== Выбранный фрагмент

Для завершения образования и получения профессии ее родители отправляли дочерей в монастырские пансионаты. Для Евы они выбрали одно из лучших заведений такого рода — женский пансионат католического ордена «Английские девушки», расположенный на берегу реки Инн возле небольшого городка Зимбах. На противоположном берегу находился уже австрийский город Браунау, тот самый, где почти тридцать лет назад в семье таможенного чиновника Алоиза Гитлера родился сын Адольф.

В пансионате Еву тяготили и строгая дисциплина, и набожные монахини, однако занималась она прилежно и получила неплохие знания основ бухгалтерского дела. Обучение в пансионате продолжалось два года, но Ева твердо заявила матери, что останется там только на год, а иначе сбежит в Берлин или Вену, по сравнению с которыми даже Мюнхен казался ей глубоко провинциальным городом. Поэтому в конце июля 1929 года пополневшая и выглядевшая в уже тесноватом платье весьма женственно 17-летняя Ева села на перроне зимбах-ского вокзала в поезд, идущий в баварскую столицу.

====

▶ Задания для выполнения
A - Переведите на английский язык предложение из фрагмента: «Обучение в пансионате продолжалось два года, но Ева твердо заявила матери, что останется там только на год, а иначе сбежит в Берлин или Вену, по сравнению с которыми даже Мюнхен казался ей глубоко провинциальным городом».
B - На берегу какой реки, согласно фрагменту, располагался пансионат, выбранный для Евы?
Данные, приведенные далее, не понадобятся.

== Исходные данные

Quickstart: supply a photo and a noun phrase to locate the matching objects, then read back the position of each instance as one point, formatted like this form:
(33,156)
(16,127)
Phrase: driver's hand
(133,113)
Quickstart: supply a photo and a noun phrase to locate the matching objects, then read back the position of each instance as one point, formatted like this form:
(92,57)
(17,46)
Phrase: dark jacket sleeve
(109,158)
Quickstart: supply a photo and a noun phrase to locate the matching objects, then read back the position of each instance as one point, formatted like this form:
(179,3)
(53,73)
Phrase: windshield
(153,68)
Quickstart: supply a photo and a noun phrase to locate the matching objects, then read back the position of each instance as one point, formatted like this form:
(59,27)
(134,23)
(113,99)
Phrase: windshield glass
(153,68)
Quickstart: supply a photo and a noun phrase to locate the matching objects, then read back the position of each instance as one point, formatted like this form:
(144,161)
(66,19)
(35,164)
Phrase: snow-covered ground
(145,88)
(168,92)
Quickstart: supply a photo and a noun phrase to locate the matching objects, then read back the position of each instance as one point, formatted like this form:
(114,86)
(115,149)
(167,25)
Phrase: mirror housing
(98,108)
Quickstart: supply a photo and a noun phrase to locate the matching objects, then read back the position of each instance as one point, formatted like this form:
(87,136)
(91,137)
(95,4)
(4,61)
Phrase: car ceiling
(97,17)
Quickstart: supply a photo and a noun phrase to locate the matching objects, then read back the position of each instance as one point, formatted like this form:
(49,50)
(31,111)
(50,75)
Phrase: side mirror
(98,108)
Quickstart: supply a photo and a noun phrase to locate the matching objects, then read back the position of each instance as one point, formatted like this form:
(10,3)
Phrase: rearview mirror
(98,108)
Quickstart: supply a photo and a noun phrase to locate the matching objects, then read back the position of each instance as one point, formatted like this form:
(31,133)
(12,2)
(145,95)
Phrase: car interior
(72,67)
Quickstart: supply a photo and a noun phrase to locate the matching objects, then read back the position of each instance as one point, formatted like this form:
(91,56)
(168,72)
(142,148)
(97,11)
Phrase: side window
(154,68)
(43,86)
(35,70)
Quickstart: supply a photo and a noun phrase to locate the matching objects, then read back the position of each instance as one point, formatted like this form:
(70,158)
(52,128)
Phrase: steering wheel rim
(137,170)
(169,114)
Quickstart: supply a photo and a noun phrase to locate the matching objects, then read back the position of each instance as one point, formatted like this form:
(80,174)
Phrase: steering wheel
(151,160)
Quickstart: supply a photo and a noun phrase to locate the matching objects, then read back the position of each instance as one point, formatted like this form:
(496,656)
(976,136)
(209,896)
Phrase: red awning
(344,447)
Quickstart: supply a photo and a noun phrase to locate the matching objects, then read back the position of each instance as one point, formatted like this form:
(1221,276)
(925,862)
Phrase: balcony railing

====

▶ Ожидаемые ответы
A - Studies at the boarding school lasted two years, but Eva firmly told her mother that she would stay there for only one year, or else she would run away to Berlin or Vienna, compared to which even Munich seemed to her a deeply provincial town.

B - На берегу реки Инн, возле городка Зимбах.